[Your instructions]:
Reproduce, character for character, the stretch of the Omid Challenge 289 page from "c_rng <- max(1, c-1):min(ncol(df), c+1)" through "ncol = ncol(input)".

[Opening Exercise passage section]

Omid - Challenge 289

data-challenges
advanced-exercises
🔰 For each cell in the Question table, replace its value with the average of its neighboring cells.
Published

March 24, 2026

Illustration for Omid - Challenge 289

Challenge Description

🔰 For each cell in the Question table, replace its value with the average of its neighboring cells.

Solutions

library(tidyverse)
library(readxl)

path = "files/200-299/289/CH-289 Aggregation.xlsx"
input = read_excel(path, range = "B3:E9", col_names = FALSE) %>% as.matrix()
test  = read_excel(path, range = "G3:J9", col_names = FALSE) %>% as.matrix()

get_neighbour <- function(df, r, c) {
  r_rng <- max(1, r-1):min(nrow(df), r+1)
  c_rng <- max(1, c-1):min(ncol(df), c+1)
  vals  <- df[r_rng, c_rng, drop = FALSE]
  vals[match(r, r_rng), match(c, c_rng)] <- NA_real_
  mean(vals, na.rm = TRUE)
}

output <- matrix(
  purrr::map2_dbl(
    rep(1:nrow(input), times = ncol(input)),
    rep(1:ncol(input), each = nrow(input)),
    ~ get_neighbour(input, .x, .y)
  ),
  nrow = nrow(input),
  ncol = ncol(input)
)

all(output==test) # TRUE

  • Logic:

    • Reads the workbook ranges needed for the challenge

  • Strengths:

    • The R solution stays close to the workbook rule and keeps the transformation compact.

  • Areas for Improvement:

    • The code assumes the sheet structure and source ranges remain stable.

  • Gem:

    • The strongest part of the solution is choosing the right intermediate representation before shaping the final output.

[Closing Exercise passage section]
[Opening Data for analysis section]

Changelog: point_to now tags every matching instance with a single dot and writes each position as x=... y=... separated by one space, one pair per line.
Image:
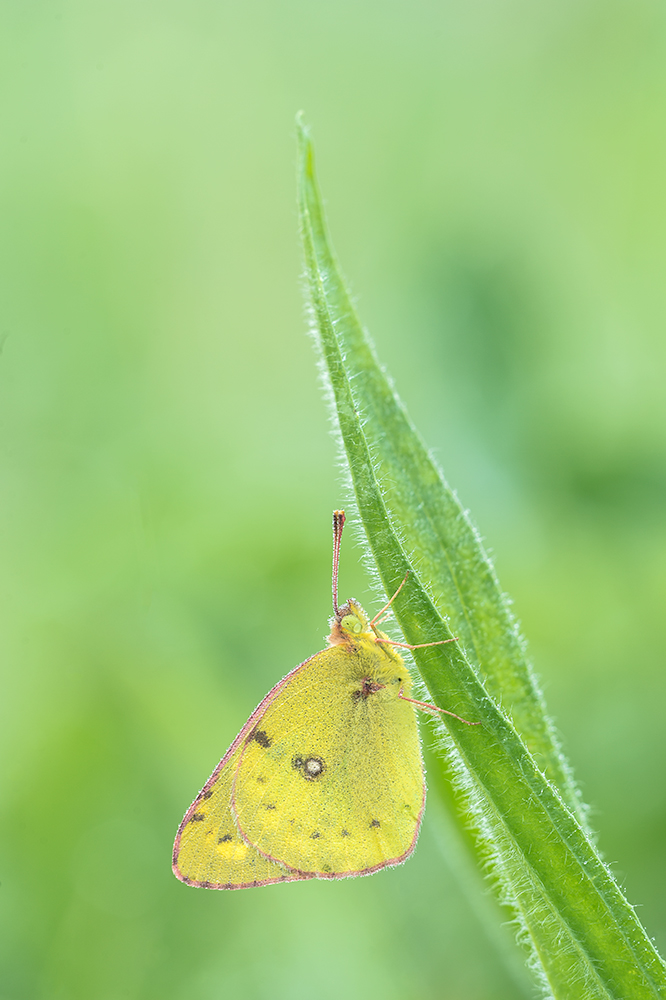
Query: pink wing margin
x=288 y=876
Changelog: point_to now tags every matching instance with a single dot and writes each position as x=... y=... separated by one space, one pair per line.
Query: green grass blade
x=585 y=938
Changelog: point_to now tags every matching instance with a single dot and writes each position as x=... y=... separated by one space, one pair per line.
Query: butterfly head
x=350 y=623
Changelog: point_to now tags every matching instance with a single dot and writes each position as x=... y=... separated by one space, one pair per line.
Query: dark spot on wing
x=310 y=767
x=260 y=737
x=368 y=687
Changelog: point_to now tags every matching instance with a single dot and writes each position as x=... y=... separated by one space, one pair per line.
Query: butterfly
x=325 y=779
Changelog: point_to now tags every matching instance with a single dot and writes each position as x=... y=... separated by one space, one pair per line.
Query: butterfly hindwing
x=209 y=850
x=329 y=779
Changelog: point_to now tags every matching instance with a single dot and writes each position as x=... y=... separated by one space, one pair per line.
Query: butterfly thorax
x=378 y=666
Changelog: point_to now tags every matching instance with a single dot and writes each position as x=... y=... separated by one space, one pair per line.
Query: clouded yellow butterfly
x=325 y=779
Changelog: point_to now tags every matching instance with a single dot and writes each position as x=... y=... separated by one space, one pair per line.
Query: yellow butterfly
x=325 y=779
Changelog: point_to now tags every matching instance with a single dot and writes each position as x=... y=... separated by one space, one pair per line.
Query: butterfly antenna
x=338 y=525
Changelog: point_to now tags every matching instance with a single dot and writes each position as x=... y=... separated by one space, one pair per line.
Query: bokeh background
x=495 y=181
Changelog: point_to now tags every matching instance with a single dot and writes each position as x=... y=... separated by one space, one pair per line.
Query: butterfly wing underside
x=329 y=782
x=209 y=851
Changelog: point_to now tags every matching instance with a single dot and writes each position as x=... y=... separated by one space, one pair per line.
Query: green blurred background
x=495 y=181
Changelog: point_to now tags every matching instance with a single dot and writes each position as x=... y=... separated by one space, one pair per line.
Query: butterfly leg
x=388 y=605
x=425 y=707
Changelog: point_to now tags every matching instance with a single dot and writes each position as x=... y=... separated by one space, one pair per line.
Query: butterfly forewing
x=330 y=779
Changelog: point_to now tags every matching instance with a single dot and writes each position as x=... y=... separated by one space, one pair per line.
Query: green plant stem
x=585 y=938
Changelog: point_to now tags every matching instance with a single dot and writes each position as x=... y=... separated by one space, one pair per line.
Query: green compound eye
x=350 y=623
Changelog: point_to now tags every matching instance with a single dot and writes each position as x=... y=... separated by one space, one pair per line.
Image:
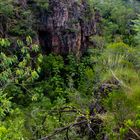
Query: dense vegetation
x=48 y=96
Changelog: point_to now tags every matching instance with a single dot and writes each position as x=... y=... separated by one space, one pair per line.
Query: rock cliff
x=63 y=27
x=67 y=27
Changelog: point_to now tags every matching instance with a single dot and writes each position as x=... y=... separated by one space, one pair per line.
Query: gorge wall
x=63 y=27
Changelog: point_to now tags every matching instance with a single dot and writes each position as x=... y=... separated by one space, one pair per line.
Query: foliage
x=51 y=96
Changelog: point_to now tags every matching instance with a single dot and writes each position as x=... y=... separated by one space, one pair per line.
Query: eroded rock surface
x=66 y=26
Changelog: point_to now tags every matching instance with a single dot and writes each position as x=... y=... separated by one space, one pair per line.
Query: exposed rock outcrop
x=66 y=26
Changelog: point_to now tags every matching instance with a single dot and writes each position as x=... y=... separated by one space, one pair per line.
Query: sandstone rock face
x=66 y=26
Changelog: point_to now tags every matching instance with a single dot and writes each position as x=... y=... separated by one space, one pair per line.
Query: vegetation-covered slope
x=69 y=70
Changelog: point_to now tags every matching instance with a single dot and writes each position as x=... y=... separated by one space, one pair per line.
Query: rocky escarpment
x=66 y=26
x=63 y=27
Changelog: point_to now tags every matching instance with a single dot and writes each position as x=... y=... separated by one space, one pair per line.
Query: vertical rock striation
x=66 y=26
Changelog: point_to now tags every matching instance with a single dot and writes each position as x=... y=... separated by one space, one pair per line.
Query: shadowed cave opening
x=45 y=39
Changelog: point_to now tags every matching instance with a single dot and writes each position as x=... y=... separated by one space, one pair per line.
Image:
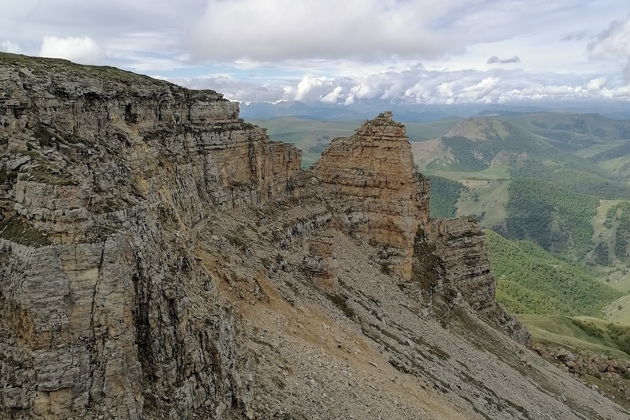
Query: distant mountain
x=554 y=178
x=410 y=112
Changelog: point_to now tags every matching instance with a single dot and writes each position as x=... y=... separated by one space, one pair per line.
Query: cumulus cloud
x=417 y=85
x=613 y=44
x=79 y=49
x=10 y=46
x=359 y=29
x=496 y=60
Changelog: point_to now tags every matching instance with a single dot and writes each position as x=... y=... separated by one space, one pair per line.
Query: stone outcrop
x=97 y=313
x=384 y=197
x=161 y=258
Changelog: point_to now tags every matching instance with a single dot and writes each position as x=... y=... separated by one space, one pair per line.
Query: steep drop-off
x=161 y=258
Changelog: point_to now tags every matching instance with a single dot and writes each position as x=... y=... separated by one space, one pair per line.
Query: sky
x=344 y=52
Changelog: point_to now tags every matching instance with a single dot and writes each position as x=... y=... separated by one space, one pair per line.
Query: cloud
x=324 y=29
x=80 y=49
x=496 y=60
x=417 y=85
x=10 y=46
x=613 y=44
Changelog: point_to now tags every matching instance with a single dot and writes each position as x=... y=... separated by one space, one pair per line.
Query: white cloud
x=613 y=45
x=417 y=85
x=10 y=46
x=80 y=49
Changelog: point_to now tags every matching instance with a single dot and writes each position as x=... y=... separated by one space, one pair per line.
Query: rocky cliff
x=161 y=258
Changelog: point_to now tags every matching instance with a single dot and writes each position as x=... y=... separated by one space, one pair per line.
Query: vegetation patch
x=15 y=230
x=444 y=196
x=531 y=280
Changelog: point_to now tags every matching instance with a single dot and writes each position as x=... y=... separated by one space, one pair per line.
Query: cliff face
x=160 y=258
x=372 y=172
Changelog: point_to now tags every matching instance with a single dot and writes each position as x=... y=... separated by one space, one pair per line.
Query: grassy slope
x=579 y=333
x=312 y=136
x=548 y=294
x=541 y=283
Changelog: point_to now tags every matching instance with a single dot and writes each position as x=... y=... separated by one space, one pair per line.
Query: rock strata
x=384 y=198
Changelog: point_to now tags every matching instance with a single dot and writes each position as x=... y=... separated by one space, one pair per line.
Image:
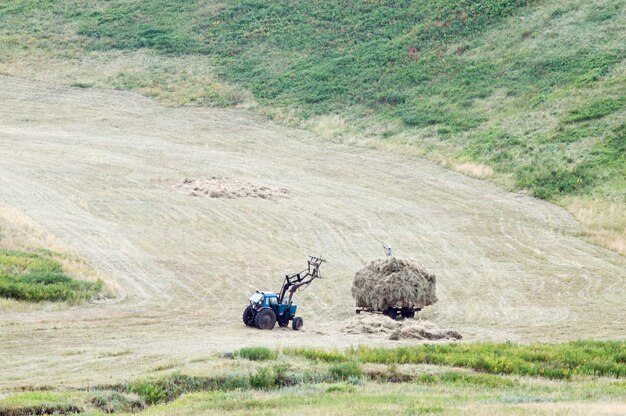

[Closing Data for analysis section]

[Result of this task]:
c_rng <- max(1, c-1):min(ncol(df), c+1)
  vals  <- df[r_rng, c_rng, drop = FALSE]
  vals[match(r, r_rng), match(c, c_rng)] <- NA_real_
  mean(vals, na.rm = TRUE)
}

output <- matrix(
  purrr::map2_dbl(
    rep(1:nrow(input), times = ncol(input)),
    rep(1:ncol(input), each = nrow(input)),
    ~ get_neighbour(input, .x, .y)
  ),
  nrow = nrow(input),
  ncol = ncol(input)